▶ EXERCISES TO COMPLETE
a. Copy the court opinion's text from "The plaintiff, however,, could" up to and including "the case remanded.", changing "coverture" to "marriage".
b. List, in order of appearance, every number written in figures in the court opinion.

[ARTICLE start]

In relation to the deed of Charles Pratt and his wife, the present plaintiff, we have no doubt that it is inoperative and void as to her, and that she is now clothed with the same rights she would have had if the deed had not been executed. . The statute under which that deed was executed required an acknowledgment by the wife, separate from her husband, that she executed the deed freely, and without any fear or compulsion from her husband; — not that separate certificates of that acknowledgment are necessary, but that those facts were acknowledged by her, separate from her husband, and away from his actual presence. That fact must be stated in the certificate of the magistrate, and recorded with the deed, otherwise the statute itself declares the deed null and void. The acknowledgment of the deed in this case has no certificate that it was made separate and away from the actual presence of the husband, arid, for that reason, by the express provision of the statute, the deed must be treated as inoperative and void, as to her. The case of Elliott v. Piersol et al., 1 Peters 328, is in point on that question. Slade’s Comp, of Stat, 171, § 12.
The plaintiff, however,, could make no claim to the land during her coverture, for the deed was good as conveying the life estate of her husband. After the death of her husband, on the 17th of August, 1848, her right to the land revived, and, as against her, no title by adverse possession has been acquired; for, during her coverture, she was excepted from the operation of the statute.
The judgment of the county court must be reversed, and the case remanded.

[ARTICLE end]
[RECORDS SUPPLIED start]

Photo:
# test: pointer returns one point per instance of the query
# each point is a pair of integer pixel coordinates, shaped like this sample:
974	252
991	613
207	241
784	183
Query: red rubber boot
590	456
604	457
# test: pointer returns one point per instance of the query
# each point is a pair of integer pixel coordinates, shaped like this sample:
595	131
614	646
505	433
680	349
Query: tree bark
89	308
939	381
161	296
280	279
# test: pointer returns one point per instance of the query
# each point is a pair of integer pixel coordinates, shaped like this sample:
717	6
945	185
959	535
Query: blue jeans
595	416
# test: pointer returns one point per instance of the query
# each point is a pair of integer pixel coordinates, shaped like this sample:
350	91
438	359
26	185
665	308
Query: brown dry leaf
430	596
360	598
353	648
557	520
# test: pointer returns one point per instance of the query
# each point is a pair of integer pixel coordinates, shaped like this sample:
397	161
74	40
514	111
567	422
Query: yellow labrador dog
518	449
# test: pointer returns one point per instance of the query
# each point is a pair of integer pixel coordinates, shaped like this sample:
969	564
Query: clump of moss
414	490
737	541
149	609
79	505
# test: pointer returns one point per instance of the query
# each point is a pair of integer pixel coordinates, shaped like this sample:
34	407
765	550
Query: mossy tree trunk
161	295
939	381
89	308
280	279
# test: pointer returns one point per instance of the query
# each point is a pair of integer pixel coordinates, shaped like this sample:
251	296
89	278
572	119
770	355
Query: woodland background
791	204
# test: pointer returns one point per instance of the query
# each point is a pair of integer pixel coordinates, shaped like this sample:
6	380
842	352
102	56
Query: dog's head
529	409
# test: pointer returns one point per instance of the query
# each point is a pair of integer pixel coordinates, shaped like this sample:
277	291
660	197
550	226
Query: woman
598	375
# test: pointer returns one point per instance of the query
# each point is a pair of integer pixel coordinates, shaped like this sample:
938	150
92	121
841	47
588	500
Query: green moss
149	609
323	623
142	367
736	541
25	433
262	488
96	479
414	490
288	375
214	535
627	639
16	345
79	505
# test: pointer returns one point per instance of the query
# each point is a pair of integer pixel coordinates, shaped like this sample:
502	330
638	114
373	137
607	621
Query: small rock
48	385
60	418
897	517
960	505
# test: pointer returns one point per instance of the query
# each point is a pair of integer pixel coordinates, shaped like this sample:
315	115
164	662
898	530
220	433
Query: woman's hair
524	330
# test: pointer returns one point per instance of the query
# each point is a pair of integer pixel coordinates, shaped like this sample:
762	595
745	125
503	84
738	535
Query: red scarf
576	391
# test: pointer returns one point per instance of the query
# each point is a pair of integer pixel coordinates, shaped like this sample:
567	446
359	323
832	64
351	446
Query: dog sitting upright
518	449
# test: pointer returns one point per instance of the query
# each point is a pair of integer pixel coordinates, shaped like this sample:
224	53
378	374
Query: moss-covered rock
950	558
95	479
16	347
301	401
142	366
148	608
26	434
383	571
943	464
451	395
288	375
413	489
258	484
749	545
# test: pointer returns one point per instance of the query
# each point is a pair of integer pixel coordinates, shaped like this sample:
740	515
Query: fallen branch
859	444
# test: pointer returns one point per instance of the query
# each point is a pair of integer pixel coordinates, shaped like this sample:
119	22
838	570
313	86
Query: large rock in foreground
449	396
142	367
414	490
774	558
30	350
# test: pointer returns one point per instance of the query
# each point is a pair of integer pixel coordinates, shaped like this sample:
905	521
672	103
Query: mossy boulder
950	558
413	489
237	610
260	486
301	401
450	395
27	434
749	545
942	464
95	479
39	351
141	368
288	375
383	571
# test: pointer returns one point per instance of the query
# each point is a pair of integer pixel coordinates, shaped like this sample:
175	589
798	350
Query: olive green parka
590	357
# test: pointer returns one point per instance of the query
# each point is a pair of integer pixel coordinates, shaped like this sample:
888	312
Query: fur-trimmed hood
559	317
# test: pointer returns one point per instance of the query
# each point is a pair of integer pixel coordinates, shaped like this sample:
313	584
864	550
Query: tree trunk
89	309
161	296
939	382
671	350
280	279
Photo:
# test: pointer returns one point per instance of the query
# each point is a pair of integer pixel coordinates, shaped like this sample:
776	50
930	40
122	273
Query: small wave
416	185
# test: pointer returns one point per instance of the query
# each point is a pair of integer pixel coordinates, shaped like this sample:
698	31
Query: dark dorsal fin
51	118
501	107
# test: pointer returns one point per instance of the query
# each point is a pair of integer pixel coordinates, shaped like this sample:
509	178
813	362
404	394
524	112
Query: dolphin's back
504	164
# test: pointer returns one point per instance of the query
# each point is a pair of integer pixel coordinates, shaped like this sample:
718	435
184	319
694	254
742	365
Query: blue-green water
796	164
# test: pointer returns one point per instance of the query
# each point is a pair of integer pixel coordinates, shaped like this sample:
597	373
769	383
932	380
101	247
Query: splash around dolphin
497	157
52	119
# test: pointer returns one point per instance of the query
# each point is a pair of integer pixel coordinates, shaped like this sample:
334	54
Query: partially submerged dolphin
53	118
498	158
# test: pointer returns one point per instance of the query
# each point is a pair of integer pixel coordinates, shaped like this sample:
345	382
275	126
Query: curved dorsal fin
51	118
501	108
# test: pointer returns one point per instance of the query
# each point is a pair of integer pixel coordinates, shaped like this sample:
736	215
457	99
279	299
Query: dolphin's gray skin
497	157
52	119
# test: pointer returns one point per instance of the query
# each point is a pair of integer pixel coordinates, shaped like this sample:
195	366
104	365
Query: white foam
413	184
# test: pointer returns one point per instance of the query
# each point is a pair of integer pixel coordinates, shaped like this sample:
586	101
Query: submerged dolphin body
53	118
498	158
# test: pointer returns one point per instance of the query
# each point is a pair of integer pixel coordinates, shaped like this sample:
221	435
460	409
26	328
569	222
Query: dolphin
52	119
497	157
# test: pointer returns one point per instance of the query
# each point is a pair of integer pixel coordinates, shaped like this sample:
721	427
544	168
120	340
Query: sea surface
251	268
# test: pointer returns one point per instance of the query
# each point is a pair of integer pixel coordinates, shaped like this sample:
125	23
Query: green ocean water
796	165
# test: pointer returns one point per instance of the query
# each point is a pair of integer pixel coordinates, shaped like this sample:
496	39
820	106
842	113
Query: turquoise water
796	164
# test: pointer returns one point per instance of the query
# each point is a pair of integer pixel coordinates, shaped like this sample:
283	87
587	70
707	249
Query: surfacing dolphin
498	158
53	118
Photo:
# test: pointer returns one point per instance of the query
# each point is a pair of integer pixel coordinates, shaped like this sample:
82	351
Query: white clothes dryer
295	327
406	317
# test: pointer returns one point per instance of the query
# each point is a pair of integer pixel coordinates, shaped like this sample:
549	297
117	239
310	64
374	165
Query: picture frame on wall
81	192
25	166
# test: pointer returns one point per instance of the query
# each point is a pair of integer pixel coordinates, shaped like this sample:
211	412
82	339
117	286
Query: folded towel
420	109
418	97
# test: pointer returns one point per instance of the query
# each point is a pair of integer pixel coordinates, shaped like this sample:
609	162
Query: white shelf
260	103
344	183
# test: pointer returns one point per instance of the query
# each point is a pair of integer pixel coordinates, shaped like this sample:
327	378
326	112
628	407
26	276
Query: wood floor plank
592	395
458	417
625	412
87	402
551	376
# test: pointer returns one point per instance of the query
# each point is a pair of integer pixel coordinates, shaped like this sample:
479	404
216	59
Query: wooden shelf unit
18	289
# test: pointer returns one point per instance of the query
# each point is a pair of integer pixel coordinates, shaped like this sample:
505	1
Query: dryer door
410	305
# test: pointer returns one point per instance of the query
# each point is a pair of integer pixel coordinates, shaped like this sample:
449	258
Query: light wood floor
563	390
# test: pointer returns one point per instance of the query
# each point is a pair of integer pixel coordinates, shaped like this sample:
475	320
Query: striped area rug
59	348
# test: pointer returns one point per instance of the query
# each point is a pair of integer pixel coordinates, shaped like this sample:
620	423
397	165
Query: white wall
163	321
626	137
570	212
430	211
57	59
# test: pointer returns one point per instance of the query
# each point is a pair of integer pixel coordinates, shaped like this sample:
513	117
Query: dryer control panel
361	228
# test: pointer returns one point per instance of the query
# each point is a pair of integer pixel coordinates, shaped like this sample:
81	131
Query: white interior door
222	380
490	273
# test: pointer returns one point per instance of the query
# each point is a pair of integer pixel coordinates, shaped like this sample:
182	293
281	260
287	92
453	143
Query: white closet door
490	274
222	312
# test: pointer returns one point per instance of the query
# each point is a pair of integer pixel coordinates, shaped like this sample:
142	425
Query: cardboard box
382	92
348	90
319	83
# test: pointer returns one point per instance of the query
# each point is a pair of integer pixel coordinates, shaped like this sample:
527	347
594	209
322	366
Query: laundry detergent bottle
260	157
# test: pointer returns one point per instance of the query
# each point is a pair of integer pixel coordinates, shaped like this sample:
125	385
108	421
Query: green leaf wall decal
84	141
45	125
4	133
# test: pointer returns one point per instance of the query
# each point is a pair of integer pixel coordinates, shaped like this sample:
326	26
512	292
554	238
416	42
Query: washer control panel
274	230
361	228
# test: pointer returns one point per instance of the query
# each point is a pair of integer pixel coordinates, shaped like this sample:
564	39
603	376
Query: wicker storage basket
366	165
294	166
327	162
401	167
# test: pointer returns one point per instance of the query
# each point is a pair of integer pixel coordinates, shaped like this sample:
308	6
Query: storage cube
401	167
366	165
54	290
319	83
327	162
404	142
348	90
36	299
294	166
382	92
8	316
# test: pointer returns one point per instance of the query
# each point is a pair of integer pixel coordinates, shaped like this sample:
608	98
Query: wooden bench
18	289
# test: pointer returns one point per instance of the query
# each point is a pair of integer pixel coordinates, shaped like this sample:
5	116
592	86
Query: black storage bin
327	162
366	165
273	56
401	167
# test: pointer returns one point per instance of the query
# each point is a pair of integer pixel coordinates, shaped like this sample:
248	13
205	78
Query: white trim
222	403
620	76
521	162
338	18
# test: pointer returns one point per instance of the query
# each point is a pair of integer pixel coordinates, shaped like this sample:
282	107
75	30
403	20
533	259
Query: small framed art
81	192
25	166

[RECORDS SUPPLIED end]

▶ TASK-BY-TASK SOLUTIONS
a.
The plaintiff, however,, could make no claim to the land during her marriage, for the deed was good as conveying the life estate of her husband. After the death of her husband, on the 17th of August, 1848, her right to the land revived, and, as against her, no title by adverse possession has been acquired; for, during her marriage, she was excepted from the operation of the statute.
The judgment of the county court must be reversed, and the case remanded.

b. 1, 328, 171, 12, 17 (as "17th"), 1848